▸ Task details
Answer these questions using the handwritten math recognition description below, one answer per line:
1. What is the recognition engine powered by?
2. What does the description say is used to keep the UI responsive during recognition?
3. What recognition modes are listed?

▸ Text section
Handwritten math expression recognition running entirely in the browser. Framework-agnostic ONNX inference engine + Vue 3 canvas component, powered by CoMER (ECCV 2022).

Live Demo | English | 한국어

Features

100% client-side — Runs entirely in the browser via ONNX Runtime Web (WASM/WebGPU). No server, no API key.
Tiny models — INT8 quantized encoder (3.4 MB) + decoder (4.0 MB), total 7.2 MB.
Web Worker inference — ONNX inference runs off the main thread, keeping the UI responsive during recognition.
LaTeX auto-repair — Automatic brace balancing and \frac/\sqrt argument fixing with KaTeX runtime validation.
Recognition modes — Auto, Number (digits + basic operators), and Expression mode with vocabulary masking.
Framework-agnostic core — Use InferenceEngine standalone from React, Svelte, vanilla JS, or any framework.

▸ Available data
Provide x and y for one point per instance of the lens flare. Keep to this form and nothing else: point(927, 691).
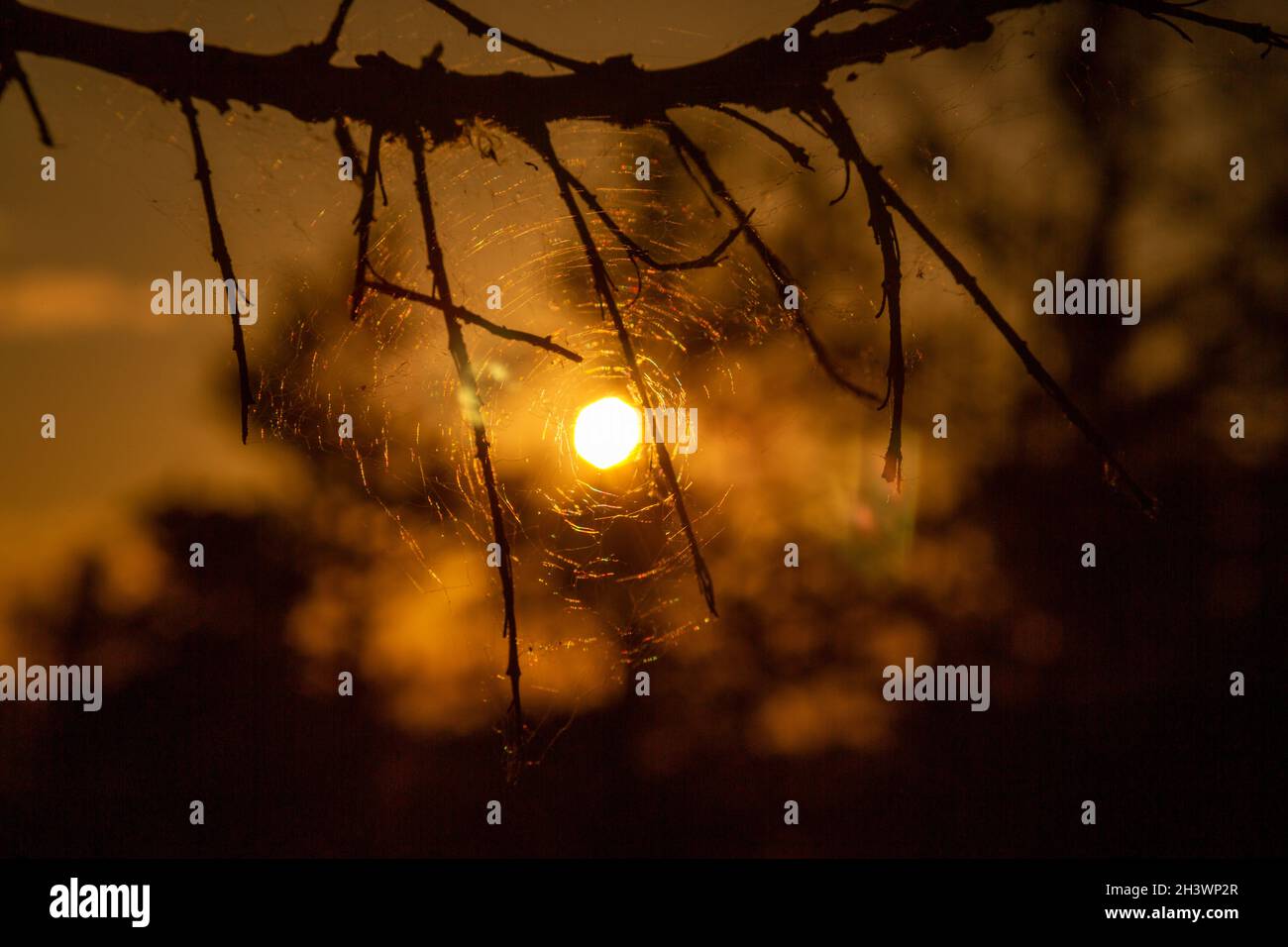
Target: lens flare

▸ Output of the task
1. CoMER (ECCV 2022).
2. Web Worker inference, which runs ONNX inference off the main thread.
3. Auto, Number (digits + basic operators), and Expression mode with vocabulary masking.